• Directions for this task
In full and unchanged, output the entries that follow.

**** Supplied records ****

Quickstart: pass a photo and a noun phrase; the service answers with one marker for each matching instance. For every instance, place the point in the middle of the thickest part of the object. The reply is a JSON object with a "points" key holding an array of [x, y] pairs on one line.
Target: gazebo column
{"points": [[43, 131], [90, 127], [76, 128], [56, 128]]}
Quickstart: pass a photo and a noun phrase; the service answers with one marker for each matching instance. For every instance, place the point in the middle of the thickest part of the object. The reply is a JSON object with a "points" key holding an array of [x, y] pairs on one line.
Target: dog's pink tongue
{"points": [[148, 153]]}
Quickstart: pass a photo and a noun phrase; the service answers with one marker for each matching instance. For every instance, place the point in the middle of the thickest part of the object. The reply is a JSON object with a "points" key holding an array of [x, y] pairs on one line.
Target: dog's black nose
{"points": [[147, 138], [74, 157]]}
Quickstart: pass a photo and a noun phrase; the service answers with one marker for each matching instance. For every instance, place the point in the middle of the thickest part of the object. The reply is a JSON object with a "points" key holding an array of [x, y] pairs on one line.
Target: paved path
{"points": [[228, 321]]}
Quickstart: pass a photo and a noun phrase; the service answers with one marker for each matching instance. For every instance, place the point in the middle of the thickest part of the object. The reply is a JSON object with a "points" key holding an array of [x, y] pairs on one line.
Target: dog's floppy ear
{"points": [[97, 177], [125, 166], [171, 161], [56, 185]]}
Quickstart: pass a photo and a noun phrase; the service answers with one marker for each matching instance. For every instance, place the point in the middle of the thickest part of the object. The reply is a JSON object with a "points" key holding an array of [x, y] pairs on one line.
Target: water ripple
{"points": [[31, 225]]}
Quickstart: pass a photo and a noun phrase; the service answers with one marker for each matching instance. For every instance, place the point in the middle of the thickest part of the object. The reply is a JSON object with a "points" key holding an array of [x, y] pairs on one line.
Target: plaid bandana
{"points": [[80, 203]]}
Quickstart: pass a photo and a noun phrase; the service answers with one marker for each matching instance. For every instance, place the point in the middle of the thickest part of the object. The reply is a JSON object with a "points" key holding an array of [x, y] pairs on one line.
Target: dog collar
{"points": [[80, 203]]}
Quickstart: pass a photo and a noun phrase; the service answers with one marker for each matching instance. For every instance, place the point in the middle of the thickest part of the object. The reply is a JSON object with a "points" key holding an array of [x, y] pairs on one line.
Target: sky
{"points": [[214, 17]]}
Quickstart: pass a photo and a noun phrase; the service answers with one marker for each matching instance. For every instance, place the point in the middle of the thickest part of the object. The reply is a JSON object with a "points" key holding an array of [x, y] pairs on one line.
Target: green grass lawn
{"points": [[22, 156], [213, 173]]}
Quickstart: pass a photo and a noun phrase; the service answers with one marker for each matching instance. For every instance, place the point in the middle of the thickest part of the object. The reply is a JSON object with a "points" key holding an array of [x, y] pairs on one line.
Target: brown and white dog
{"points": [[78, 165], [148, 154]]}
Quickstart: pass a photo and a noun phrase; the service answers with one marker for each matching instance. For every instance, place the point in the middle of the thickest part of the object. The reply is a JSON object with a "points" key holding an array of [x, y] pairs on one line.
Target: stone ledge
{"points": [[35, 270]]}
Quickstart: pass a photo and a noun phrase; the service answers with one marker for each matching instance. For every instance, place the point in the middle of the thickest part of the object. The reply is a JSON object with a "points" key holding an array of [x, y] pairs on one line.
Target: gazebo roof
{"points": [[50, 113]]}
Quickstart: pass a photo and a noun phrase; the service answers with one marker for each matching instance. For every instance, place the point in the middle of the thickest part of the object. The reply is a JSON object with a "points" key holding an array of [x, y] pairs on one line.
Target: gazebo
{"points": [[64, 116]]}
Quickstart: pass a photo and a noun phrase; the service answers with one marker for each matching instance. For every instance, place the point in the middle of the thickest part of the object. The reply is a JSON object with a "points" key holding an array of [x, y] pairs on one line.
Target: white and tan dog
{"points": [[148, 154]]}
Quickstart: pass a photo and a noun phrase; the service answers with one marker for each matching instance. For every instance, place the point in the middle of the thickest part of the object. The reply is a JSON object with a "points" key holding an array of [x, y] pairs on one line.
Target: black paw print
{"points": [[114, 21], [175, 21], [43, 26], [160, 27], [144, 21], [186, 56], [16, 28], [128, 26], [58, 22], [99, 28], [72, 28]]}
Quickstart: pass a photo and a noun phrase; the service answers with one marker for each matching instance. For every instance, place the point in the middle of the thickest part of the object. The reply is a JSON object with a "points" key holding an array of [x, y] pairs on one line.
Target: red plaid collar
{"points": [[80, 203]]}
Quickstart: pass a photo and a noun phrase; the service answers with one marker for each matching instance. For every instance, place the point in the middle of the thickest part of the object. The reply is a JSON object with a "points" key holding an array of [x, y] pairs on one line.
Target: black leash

****

• Completed task
Quickstart: pass a photo and a noun phrase; the service answers with one marker for each matching instance. For every instance, place the point in the middle of the thickest part of the object. The reply is a JSON object with a "points" key holding an array of [x, y] pairs on one line.
Target: gazebo column
{"points": [[43, 131], [90, 127], [76, 128], [56, 128]]}
Quickstart: pass a photo and a noun phrase; the service answers with one marker for each matching instance. For every instance, place the point in the middle of the thickest part of the object. The reply is a JSON object with a "points" key holding an array of [x, y] pairs on one line.
Target: dog's pink tongue
{"points": [[148, 153]]}
Quickstart: pass a photo and a noun phrase; the service answers with one marker for each matching instance. For every instance, place the point in the middle of the thickest part of the object. The reply is a JSON object with a "points" key holding an array of [x, y] pairs on one line.
Target: dog's black nose
{"points": [[147, 138], [74, 157]]}
Quickstart: pass a photo and a noun phrase; the service answers with one marker for each matching instance. For every instance, place the point in the middle of the thickest part of the object. The reply is a JSON object with a "points" key holding an array of [x, y] pairs on one line.
Target: paved path
{"points": [[228, 321]]}
Quickstart: pass a photo and a noun phrase; the service answers with one marker for each matching instance. For every instance, place the point in the middle of the thickest part of the object. The reply is a JSON object with a "points" key holding an array of [x, y] pairs on one line.
Target: dog's floppy ear
{"points": [[97, 177], [125, 166], [171, 161], [56, 185]]}
Quickstart: pass a photo and a noun phrase; the service answers with one marker for each matching instance. For every instance, place the point in the middle of the thickest part of the object. The reply is a JSON object with a "points" key holding an array of [x, y] pairs on one line.
Target: water ripple
{"points": [[31, 225]]}
Quickstart: pass a photo and a noun phrase; the service answers with one marker for each matching instance. For every instance, place the point in the middle of the thickest part of the object. The reply is a JSON object with a "points" key holding an array of [x, y] pairs on one line.
Target: plaid bandana
{"points": [[80, 203]]}
Quickstart: pass a photo and a noun phrase; the service answers with one marker for each matching instance. For every instance, place the point in the middle of the thickest part of the object. The reply is a JSON object with a "points" key holding an array of [x, y] pairs on one line.
Target: dog collar
{"points": [[80, 203]]}
Quickstart: pass a photo and a noun phrase; the service answers with one marker for each matching instance. For every instance, place the point in the middle of the thickest part of the object. The reply is a JSON object with a "points" key holding an array of [x, y] pairs on one line.
Target: sky
{"points": [[214, 17]]}
Quickstart: pass a photo and a noun phrase; the service answers with one marker for each matching instance. For every instance, place the point in the middle of the thickest part of the object. The reply is a JSON object with a "points" key holding an array of [x, y] pairs on one line.
Target: green grass lawn
{"points": [[22, 156], [213, 173]]}
Quickstart: pass a photo and a noun phrase; the service answers with one marker for each matching instance. For every instance, place the point in the middle of the thickest part of the object. The reply is a JSON object with a "points" key holding an array of [x, y] pairs on one line.
Target: brown and white dog
{"points": [[78, 165], [148, 154]]}
Quickstart: pass a photo and a noun phrase; the service answers with one marker for each matching instance. For every instance, place the point in the middle of the thickest part of the object. The reply is a JSON object with a "points" key holding an array of [x, y] pairs on one line.
Target: stone ledge
{"points": [[35, 270]]}
Quickstart: pass a photo and a noun phrase; the service answers with one marker for each matching instance. For every instance, place the point in the middle of the thickest part of the object. The reply is a JSON object with a "points" key holding an array of [x, y] pairs on one line.
Target: gazebo roof
{"points": [[50, 113]]}
Quickstart: pass a photo and a noun phrase; the service answers with one marker for each matching instance. For every instance, place the point in the middle of the thickest part of the object. The reply is a JSON object with a "points" key holding an array of [x, y] pairs on one line.
Target: gazebo
{"points": [[64, 116]]}
Quickstart: pass a photo and a noun phrase; the service answers with one marker for each matching instance. For every instance, place the point in the middle of the thickest part of the object. The reply is a JSON object with a "points" key holding an array of [x, y] pairs on one line.
Target: white and tan dog
{"points": [[148, 154]]}
Quickstart: pass a photo and a noun phrase; the service answers with one marker for each matching instance. For every instance, place the point in the middle of the thickest part of the object. The reply is a JSON object with a "points" key holding an array of [x, y] pairs on one line.
Target: black paw print
{"points": [[114, 21], [175, 21], [43, 26], [160, 27], [144, 21], [186, 56], [16, 28], [128, 26], [58, 22], [99, 28], [72, 28]]}
Quickstart: pass a photo and a noun phrase; the service answers with one marker for each matching instance. For every instance, place the point in the middle of the thickest part of the object. The reply is a JSON object with a "points" key holding an array of [x, y] pairs on one line.
Target: red plaid collar
{"points": [[80, 203]]}
Quickstart: pass a photo and a noun phrase; the service answers with one marker for each matching instance. For every instance, place the point in the middle of the thickest part of the object. The reply is a JSON object with a "points" key holding an array of [x, y] pairs on one line.
Target: black leash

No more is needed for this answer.